◆ Goal of the exercise: Reproduce the lines below word for word, leaving out the pictures.

◆ Records:
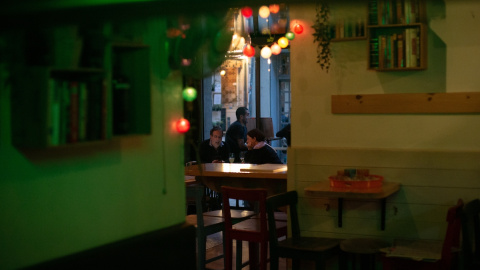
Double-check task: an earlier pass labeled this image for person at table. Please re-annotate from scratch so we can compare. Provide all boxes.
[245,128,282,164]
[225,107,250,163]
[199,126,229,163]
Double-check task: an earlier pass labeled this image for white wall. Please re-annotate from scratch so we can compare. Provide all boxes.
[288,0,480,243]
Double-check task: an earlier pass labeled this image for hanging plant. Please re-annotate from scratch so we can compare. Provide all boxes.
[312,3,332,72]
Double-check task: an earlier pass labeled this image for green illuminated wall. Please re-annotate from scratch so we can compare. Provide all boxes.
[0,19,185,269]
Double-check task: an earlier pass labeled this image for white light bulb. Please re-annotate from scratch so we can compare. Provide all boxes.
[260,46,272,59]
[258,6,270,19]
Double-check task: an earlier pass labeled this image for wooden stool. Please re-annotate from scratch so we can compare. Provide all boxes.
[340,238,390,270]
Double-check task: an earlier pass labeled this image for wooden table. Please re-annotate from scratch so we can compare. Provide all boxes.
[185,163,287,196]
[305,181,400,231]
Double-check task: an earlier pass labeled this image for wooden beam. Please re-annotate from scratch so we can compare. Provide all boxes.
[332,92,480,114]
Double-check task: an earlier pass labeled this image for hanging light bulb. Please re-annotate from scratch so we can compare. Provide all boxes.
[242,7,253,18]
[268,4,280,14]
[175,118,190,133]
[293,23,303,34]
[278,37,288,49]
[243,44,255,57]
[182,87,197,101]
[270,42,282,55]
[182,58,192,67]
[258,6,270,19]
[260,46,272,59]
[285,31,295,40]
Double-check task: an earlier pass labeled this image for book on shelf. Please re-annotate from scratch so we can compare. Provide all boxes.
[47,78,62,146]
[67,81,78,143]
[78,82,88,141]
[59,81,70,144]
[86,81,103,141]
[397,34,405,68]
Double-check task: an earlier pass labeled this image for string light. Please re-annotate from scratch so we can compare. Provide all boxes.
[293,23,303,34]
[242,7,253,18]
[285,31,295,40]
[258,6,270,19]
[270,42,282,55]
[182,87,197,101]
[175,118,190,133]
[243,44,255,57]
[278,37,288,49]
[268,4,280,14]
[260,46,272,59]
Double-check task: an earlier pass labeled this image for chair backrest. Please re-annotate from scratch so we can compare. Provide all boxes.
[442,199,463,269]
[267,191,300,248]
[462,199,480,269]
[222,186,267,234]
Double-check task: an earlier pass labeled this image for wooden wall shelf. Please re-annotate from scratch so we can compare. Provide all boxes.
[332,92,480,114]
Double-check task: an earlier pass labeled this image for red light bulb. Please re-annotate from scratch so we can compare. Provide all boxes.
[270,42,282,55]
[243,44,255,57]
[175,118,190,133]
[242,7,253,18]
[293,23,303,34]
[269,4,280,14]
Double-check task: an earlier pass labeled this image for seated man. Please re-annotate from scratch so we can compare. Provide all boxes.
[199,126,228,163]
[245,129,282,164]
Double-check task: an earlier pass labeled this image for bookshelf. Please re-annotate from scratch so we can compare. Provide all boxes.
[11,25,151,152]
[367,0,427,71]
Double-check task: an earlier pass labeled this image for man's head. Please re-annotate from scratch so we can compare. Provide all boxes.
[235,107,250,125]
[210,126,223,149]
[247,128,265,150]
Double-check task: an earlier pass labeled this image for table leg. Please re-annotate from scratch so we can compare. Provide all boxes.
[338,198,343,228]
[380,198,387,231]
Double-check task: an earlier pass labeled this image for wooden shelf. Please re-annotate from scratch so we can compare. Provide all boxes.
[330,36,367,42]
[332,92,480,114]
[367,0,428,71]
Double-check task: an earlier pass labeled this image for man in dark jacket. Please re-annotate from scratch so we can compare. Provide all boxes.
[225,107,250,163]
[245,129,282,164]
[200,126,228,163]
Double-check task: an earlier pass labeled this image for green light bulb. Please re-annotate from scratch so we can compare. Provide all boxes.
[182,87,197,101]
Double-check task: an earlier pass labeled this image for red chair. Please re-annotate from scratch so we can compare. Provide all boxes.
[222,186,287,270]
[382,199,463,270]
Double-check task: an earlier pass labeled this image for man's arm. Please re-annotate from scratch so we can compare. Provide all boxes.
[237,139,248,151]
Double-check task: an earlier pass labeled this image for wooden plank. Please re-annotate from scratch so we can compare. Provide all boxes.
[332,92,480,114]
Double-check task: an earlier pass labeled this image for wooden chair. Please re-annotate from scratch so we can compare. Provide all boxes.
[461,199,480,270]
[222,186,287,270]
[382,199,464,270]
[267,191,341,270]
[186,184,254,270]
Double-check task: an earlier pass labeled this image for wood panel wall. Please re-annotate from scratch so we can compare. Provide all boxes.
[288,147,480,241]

◆ Solution for this problem:
Double-check task: an earlier pass labeled this image for person at table. Please re-annotate from scratch so we can compare. Provide all boxes.
[245,128,282,164]
[225,107,250,163]
[199,126,229,163]
Double-check task: an earlier pass labeled this image for white wall. Please re-annotate from scratch so we can compare. Provide all boxes.
[288,0,480,243]
Double-check task: an earlier pass labeled this image for hanging plant. Please re-annotate from scratch so we can compare. Provide all boxes.
[312,3,332,72]
Double-check task: an earlier pass labeled this image for green illuminated wall. Please re-annotate from scratch so we can compare. Provide all boxes.
[0,19,185,269]
Double-check task: an earlier pass labeled this image for white light bulb. Please re-annotate from scratch so we can compare. Provide all boxes.
[260,46,272,59]
[258,6,270,19]
Double-check task: an earlier pass labeled this image for wooden stool. Please re-annotate from scratch so we can compare. Provide all boxes.
[340,238,390,270]
Double-check task: an earlier pass labeled this image for wooden table. Please re-annotate from scratch so we can compare. Provide all boxes.
[185,163,287,196]
[305,181,400,231]
Double-check task: an earlier pass labeled this image for wooden beam. Please re-annotate from scratch so we can compare. Provide all boxes.
[332,92,480,114]
Double-check task: an earlier pass labeled this image for hanging light bulb. Please re-annotate from scratch so we can compare. Provide all boxes.
[242,7,253,18]
[268,4,280,14]
[175,118,190,133]
[293,23,303,34]
[278,37,288,49]
[243,44,255,57]
[182,87,197,101]
[270,42,282,55]
[182,58,192,67]
[258,6,270,19]
[260,46,272,59]
[285,31,295,40]
Double-check task: an earlier pass labeled this image for book on shelf. Please re-annotate from scratch so we can compare. Provide all boxes.
[47,78,62,146]
[67,81,78,143]
[78,82,88,141]
[59,81,70,144]
[86,81,103,141]
[397,34,405,68]
Double-check task: an earlier pass labeled this image for string light. Please re-annotate from scratch so we can compare. Provide all boxes.
[293,23,303,34]
[242,7,253,18]
[285,31,295,40]
[258,6,270,19]
[270,42,282,55]
[182,87,197,101]
[175,118,190,133]
[243,44,255,57]
[278,37,288,49]
[268,4,280,14]
[260,46,272,59]
Double-check task: an earlier pass labeled this image for chair backrest. Please re-annotate from scratch so we can compare. Provide all boxes.
[442,199,463,269]
[267,191,300,248]
[462,199,480,269]
[222,186,267,234]
Double-check task: an earlier pass labeled this image for wooden wall shelf. Please re-annotate from scratch so we can compare. Provide all boxes.
[332,92,480,114]
Double-check task: an earlier pass labeled this image for red light bulb. Please re-annotate from scratch so we can compare. Provide all boxes.
[270,42,282,55]
[243,44,255,57]
[175,118,190,133]
[242,7,253,18]
[293,23,303,34]
[269,4,280,14]
Double-check task: an earlier pass labeled this image for seated man. Please re-annotate from scratch so we can compare. Provide all boxes.
[199,126,228,163]
[245,129,282,164]
Double-check task: an earlier pass labeled this image for bookshelf. Please re-annotate from scratch so we can compare. Provide all boxes.
[11,25,151,152]
[367,0,427,71]
Double-check task: an earlier pass labeled this image for man's head. Please re-annotate from scratch so we can compare. Provide all boxes.
[235,107,250,125]
[210,126,223,149]
[247,128,265,150]
Double-check task: an earlier pass labeled this image for table leg. Please re-annotate from scratch so we can compare. Provide all boxes.
[338,198,343,228]
[380,198,387,231]
Double-check task: an earlier pass labeled this image for wooden shelf. Please re-annotate from scratch so we can compare. Provide all boxes.
[330,36,367,42]
[332,92,480,114]
[367,0,428,71]
Double-check task: an earlier pass labeled this image for man in dark jacket. Please re-annotate from scratch so we can compare. Provide all boxes.
[225,107,250,163]
[245,129,282,164]
[200,126,228,163]
Double-check task: an earlier pass labeled this image for green light bulb. Please re-annotate from scratch so we can compare. Provide all boxes.
[182,87,197,101]
Double-check task: an earlier pass labeled this image for red chair. Please re-annotate from scratch so we can compare. Provide all boxes.
[222,186,287,270]
[382,199,463,270]
Double-check task: an earlier pass labeled this image for man's arm. Please re-annotate from scratch so we can compare. Provide all boxes.
[237,139,248,151]
Double-check task: an earlier pass labeled this image for wooden plank. Please re-annotate from scratch so we can compare. Provide all boxes.
[332,92,480,114]
Double-check task: an earlier pass labeled this image for wooden chair. Please re-annotate from scratch so we can compare. Provide all boxes.
[461,199,480,270]
[222,186,287,270]
[382,199,464,270]
[267,191,341,270]
[186,184,254,270]
Double-check task: an earlier pass labeled this image for wood panel wall. Please re-annotate from scratch so we can compare. Provide all boxes.
[288,147,480,241]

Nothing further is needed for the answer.